*** Opening DOCUMENT EXTRACT ***
“As snug as though you were dead, and yet you’re alive.”

I’ve been reading Dostoevsky’s Crime and Punishment and — to say the least — really enjoying it. As with The Brothers Karamazov, I’m always resisting the urge to post certain brilliant passages to Facebook, to people who probably don’t share my enthusiasm and some of whom must wonder who Dostoevsky is.

This is the latest in that series, from the mouth of Razumi[k]hin as he talks to Zossimov:

There’s an attraction here — here you have the end of the world, an anchorage, a quiet haven, the navel of the earth, the three fishes that are the foundation of the world, the essence of pancakes, of savoury fish-pies, of the evening samovar, of soft sighs and warm shawls, and hot stoves to sleep on — as snug as though you were dead, and yet you’re alive — the advantages of both at once! (Part 3, Chapter 1)
*** Closing DOCUMENT EXTRACT ***
*** Opening DATA EXTRACT ***
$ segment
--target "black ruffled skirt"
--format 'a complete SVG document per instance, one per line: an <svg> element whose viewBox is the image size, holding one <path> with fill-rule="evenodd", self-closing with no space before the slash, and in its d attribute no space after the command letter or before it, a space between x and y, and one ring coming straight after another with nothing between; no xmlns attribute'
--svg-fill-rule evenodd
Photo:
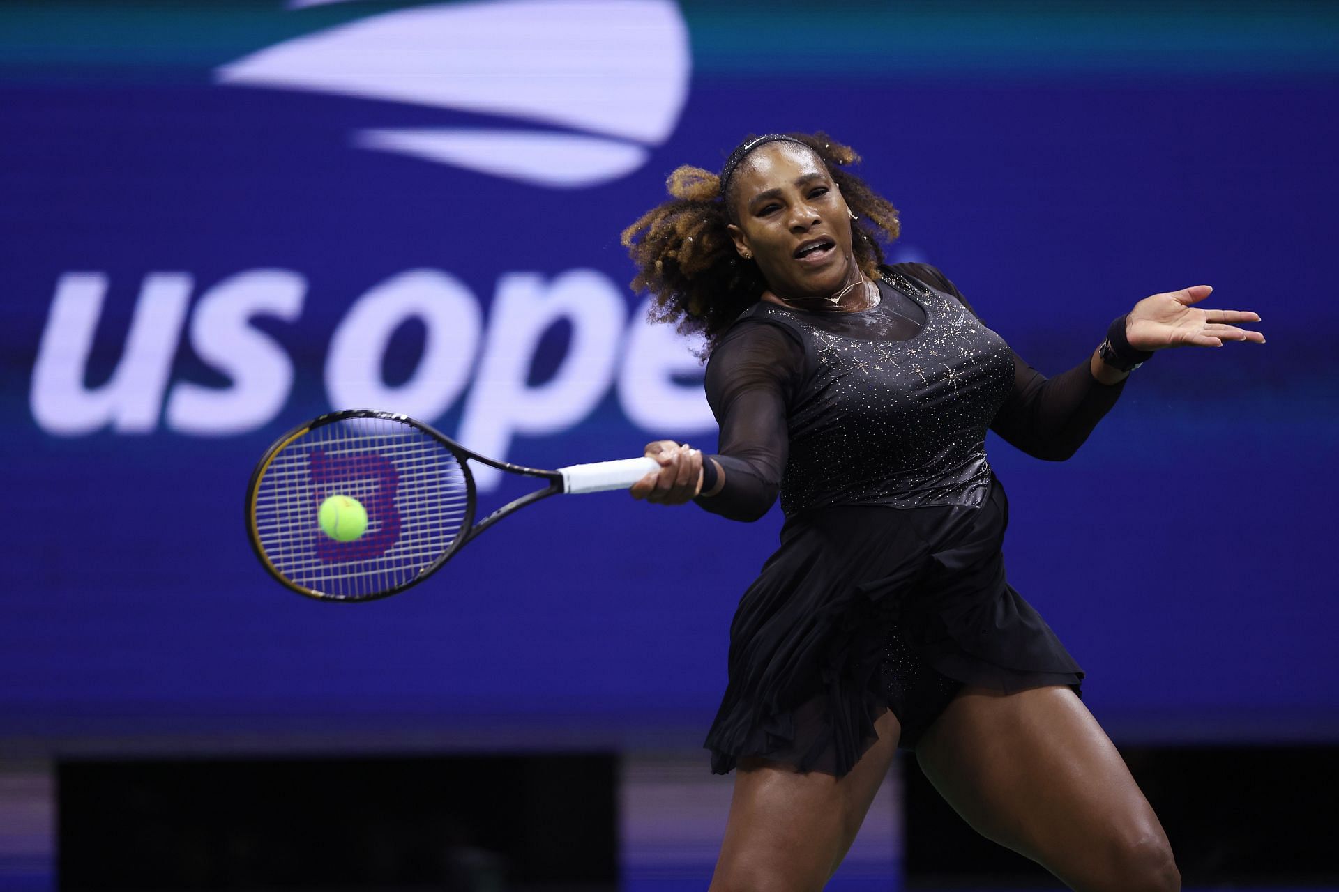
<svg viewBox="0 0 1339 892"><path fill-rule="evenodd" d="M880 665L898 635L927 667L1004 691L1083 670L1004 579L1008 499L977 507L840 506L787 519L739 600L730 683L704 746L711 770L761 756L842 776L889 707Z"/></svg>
*** Closing DATA EXTRACT ***
TASK DIRECTIONS
Reproduce word for word the part of the post on Crime and Punishment that opens with the words containing "This is the" and closes with "3, Chapter 1)".

EXERCISE RESULT
This is the latest in that series, from the mouth of Razumi[k]hin as he talks to Zossimov:

There’s an attraction here — here you have the end of the world, an anchorage, a quiet haven, the navel of the earth, the three fishes that are the foundation of the world, the essence of pancakes, of savoury fish-pies, of the evening samovar, of soft sighs and warm shawls, and hot stoves to sleep on — as snug as though you were dead, and yet you’re alive — the advantages of both at once! (Part 3, Chapter 1)